───── Data for this exercise

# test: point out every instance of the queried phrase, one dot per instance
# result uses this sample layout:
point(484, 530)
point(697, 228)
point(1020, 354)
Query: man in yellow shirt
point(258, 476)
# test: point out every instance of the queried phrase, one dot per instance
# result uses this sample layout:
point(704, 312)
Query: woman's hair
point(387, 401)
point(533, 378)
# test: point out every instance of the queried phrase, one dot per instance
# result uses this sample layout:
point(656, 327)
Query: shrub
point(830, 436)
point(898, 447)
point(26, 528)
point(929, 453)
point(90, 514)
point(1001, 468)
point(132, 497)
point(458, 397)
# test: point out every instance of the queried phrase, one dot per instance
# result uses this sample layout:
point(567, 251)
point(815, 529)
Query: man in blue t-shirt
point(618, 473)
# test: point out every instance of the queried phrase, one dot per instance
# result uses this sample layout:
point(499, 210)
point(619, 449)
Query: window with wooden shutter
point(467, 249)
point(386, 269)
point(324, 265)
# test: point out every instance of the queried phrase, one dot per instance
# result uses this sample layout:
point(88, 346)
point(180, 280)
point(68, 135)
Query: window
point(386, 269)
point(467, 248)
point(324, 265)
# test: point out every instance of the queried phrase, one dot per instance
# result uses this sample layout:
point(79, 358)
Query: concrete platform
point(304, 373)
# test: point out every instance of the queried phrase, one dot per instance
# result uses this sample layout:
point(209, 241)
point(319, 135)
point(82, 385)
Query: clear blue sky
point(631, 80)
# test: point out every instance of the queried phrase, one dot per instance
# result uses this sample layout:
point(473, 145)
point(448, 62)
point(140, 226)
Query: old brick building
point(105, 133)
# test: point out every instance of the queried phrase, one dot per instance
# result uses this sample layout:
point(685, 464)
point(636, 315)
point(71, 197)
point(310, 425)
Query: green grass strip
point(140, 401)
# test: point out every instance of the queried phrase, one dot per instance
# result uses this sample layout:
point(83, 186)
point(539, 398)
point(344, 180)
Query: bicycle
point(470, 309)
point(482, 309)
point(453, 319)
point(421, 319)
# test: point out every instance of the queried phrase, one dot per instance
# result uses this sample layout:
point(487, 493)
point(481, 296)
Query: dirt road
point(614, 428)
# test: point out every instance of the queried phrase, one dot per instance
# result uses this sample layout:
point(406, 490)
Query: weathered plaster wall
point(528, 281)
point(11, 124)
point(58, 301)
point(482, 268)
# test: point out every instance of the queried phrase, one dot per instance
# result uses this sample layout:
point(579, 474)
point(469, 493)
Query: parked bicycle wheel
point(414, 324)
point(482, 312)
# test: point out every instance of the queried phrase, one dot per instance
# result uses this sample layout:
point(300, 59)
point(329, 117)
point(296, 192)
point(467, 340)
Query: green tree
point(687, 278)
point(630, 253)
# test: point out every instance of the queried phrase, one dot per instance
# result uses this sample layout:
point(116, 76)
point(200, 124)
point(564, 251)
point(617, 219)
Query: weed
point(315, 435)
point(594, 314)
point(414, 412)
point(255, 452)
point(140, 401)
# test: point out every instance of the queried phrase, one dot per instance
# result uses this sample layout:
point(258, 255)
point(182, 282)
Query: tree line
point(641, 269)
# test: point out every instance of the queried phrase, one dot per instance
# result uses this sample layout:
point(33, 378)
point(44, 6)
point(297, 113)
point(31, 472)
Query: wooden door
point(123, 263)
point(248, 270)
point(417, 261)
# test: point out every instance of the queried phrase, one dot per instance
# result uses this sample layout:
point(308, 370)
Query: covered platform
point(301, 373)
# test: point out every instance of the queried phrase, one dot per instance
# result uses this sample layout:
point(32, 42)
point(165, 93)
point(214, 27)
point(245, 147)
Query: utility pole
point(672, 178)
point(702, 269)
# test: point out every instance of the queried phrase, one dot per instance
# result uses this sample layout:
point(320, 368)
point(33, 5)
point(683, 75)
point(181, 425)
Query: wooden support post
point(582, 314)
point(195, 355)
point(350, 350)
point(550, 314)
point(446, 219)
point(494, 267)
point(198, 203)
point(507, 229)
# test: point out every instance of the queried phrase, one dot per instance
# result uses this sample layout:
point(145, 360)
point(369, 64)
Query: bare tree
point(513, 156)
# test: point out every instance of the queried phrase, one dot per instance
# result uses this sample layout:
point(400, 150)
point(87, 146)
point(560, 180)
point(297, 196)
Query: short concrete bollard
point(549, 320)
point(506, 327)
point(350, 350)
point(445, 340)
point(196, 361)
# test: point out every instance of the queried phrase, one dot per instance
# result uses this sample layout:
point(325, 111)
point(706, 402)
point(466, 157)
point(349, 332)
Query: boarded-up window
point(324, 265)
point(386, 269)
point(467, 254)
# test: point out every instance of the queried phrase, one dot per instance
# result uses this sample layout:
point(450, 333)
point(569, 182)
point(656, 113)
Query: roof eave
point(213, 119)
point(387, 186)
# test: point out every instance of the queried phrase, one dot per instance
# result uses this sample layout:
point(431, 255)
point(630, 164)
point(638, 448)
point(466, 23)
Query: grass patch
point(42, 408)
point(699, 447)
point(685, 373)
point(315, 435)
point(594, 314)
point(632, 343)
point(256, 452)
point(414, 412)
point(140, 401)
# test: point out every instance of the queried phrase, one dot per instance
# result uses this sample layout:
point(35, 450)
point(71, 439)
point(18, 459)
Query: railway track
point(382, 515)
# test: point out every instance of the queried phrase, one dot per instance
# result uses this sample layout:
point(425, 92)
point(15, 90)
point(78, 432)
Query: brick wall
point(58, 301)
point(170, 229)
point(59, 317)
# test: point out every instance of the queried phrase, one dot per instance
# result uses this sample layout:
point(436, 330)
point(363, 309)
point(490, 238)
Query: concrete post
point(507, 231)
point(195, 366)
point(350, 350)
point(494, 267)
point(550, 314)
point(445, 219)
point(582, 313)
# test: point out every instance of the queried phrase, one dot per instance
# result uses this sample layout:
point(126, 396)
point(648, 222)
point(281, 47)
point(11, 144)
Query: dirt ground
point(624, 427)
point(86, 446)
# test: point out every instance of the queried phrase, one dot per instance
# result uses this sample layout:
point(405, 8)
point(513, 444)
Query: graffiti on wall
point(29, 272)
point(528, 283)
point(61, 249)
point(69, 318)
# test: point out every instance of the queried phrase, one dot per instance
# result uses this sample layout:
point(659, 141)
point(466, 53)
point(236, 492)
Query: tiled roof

──────────

#### Problem to solve
Copy out each line in the records above that contains the word "blue".

#### Reply
Query: man in blue t-shirt
Query: clear blue sky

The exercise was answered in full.